**Given exercise:**
State how many lines in the rows below contain the word "branch", treating uppercase and lowercase as different, and give only that number.

* begin Records for the exercise *

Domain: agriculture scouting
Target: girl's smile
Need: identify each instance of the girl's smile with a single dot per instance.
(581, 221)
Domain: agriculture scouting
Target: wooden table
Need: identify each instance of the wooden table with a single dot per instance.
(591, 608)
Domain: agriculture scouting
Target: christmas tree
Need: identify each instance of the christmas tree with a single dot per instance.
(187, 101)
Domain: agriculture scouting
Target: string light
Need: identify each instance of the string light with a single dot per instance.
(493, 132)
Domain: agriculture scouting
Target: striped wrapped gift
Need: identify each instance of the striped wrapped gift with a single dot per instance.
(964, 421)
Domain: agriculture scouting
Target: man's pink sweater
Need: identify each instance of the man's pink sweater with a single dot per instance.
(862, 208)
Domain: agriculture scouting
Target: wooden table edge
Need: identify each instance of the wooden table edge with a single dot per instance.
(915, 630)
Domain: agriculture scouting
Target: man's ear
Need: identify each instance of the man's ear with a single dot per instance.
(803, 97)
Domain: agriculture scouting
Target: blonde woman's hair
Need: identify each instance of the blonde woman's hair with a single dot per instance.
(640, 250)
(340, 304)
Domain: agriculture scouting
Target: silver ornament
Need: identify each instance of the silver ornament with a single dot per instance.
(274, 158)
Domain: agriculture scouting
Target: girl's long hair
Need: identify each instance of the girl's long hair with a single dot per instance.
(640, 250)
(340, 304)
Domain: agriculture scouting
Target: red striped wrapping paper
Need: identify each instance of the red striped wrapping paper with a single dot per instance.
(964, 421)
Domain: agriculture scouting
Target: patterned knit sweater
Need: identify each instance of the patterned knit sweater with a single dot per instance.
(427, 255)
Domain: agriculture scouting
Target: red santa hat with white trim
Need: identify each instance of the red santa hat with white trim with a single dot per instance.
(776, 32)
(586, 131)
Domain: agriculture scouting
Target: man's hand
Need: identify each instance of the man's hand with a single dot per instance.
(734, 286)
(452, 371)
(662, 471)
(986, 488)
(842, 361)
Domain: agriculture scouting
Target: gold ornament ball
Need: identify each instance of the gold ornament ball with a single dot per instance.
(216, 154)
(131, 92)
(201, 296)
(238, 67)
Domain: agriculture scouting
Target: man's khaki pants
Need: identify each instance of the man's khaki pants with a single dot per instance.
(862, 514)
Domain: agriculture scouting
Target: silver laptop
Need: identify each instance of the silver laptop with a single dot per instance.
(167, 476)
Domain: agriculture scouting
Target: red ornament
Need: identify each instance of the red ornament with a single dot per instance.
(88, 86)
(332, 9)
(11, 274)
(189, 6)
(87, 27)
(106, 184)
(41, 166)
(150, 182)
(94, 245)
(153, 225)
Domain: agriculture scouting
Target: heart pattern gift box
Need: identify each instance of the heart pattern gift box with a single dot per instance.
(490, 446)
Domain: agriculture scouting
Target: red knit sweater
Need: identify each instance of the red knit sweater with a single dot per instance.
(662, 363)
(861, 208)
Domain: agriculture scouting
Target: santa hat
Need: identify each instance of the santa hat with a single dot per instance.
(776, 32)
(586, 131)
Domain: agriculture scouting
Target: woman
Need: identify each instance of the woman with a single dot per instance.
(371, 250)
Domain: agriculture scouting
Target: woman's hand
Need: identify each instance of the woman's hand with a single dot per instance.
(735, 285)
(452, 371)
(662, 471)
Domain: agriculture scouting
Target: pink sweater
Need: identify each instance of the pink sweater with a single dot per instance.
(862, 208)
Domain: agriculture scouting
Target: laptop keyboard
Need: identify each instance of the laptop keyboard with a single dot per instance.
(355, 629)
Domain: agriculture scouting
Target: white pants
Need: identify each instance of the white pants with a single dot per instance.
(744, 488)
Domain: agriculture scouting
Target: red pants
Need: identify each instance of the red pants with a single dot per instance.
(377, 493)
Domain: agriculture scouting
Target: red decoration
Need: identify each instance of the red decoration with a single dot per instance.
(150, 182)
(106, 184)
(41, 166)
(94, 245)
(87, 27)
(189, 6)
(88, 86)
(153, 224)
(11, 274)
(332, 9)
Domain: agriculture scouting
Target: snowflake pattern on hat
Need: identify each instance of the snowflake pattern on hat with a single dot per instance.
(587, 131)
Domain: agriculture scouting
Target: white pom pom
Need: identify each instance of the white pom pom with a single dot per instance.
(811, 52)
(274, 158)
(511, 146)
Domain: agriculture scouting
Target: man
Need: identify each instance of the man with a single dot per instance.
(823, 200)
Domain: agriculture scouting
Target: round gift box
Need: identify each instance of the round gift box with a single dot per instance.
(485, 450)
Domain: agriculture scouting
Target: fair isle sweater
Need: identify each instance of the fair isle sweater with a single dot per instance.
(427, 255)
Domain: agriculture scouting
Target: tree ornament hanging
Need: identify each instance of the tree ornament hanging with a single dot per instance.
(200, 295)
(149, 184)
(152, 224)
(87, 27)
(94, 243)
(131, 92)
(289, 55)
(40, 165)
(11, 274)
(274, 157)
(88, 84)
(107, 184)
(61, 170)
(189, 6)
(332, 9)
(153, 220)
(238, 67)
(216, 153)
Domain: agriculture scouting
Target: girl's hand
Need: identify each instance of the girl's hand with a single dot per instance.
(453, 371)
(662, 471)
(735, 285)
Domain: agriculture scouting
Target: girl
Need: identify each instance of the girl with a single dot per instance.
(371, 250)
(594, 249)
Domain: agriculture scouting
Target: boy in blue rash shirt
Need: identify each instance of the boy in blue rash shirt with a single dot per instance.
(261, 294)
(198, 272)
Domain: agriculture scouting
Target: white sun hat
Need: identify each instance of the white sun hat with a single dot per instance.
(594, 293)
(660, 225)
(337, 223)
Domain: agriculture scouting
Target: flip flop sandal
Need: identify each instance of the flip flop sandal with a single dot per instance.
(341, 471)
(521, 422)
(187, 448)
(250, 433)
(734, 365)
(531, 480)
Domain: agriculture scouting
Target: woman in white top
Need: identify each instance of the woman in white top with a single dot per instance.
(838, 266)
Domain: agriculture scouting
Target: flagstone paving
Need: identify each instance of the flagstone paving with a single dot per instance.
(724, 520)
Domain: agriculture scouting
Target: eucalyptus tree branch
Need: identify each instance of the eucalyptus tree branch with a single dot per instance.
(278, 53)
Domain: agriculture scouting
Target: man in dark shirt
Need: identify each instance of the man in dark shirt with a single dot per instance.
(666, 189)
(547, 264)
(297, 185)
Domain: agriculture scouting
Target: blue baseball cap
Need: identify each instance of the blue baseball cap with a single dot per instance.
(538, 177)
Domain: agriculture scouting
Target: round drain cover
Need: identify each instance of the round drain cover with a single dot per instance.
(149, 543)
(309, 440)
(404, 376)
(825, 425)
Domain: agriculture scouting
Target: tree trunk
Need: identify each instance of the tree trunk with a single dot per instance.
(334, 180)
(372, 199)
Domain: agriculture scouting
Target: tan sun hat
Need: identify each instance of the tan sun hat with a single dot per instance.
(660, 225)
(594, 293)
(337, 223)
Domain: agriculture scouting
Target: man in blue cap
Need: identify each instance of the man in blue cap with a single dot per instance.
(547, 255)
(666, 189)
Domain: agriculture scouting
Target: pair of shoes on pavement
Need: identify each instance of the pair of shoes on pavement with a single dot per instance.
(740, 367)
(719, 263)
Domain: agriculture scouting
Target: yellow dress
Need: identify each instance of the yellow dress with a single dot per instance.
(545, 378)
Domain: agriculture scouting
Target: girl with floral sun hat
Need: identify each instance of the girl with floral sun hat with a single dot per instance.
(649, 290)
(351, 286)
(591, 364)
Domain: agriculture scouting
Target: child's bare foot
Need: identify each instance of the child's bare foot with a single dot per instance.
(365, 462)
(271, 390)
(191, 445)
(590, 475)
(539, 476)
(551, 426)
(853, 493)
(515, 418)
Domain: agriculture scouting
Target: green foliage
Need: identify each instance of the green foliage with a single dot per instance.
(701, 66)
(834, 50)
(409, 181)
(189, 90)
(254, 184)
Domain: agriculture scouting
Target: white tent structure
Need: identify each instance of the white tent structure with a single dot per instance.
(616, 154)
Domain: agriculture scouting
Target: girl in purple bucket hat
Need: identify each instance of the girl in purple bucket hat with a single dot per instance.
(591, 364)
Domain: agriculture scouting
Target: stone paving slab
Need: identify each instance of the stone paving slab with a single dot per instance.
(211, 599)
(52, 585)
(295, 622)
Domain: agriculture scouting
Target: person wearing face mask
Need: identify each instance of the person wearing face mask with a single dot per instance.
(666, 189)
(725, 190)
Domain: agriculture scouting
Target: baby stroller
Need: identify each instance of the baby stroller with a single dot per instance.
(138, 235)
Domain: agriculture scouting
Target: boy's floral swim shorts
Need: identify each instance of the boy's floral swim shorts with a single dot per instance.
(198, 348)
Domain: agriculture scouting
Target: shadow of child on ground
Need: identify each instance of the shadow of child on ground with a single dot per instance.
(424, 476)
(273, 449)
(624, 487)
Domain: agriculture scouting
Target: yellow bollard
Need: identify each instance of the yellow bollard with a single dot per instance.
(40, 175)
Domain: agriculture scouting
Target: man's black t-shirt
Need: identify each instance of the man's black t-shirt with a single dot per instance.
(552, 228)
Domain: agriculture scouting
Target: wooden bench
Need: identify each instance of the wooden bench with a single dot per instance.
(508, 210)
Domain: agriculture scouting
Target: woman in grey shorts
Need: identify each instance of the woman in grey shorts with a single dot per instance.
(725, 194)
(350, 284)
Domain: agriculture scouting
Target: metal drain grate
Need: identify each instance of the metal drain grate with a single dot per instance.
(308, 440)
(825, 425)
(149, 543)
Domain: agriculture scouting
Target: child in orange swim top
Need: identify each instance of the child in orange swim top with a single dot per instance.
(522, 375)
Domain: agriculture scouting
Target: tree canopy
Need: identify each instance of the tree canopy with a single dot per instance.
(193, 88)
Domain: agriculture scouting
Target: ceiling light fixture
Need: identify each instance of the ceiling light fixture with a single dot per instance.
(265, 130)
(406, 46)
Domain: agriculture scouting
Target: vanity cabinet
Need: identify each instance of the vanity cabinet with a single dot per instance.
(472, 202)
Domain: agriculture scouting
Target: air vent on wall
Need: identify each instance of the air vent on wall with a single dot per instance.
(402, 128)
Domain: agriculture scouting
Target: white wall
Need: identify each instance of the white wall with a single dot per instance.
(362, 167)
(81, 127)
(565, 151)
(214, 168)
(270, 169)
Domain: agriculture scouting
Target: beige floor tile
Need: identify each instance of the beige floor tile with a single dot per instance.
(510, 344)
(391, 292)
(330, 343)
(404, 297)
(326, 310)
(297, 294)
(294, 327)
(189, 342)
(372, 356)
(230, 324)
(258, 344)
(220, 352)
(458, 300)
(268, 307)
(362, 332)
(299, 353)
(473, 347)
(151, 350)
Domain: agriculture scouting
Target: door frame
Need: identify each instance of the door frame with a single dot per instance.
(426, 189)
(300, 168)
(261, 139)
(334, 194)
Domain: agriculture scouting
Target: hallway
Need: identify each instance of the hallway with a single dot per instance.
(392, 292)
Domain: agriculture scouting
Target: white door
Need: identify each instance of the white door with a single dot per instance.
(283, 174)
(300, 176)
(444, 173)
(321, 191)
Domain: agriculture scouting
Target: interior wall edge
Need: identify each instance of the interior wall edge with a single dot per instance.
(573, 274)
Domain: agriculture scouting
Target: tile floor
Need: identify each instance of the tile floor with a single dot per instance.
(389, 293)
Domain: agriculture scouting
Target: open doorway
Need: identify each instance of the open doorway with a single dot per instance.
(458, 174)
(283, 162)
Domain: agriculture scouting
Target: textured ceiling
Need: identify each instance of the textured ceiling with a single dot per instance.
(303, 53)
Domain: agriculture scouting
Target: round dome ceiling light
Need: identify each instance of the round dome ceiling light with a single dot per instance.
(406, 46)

* end Records for the exercise *

**Result:**
2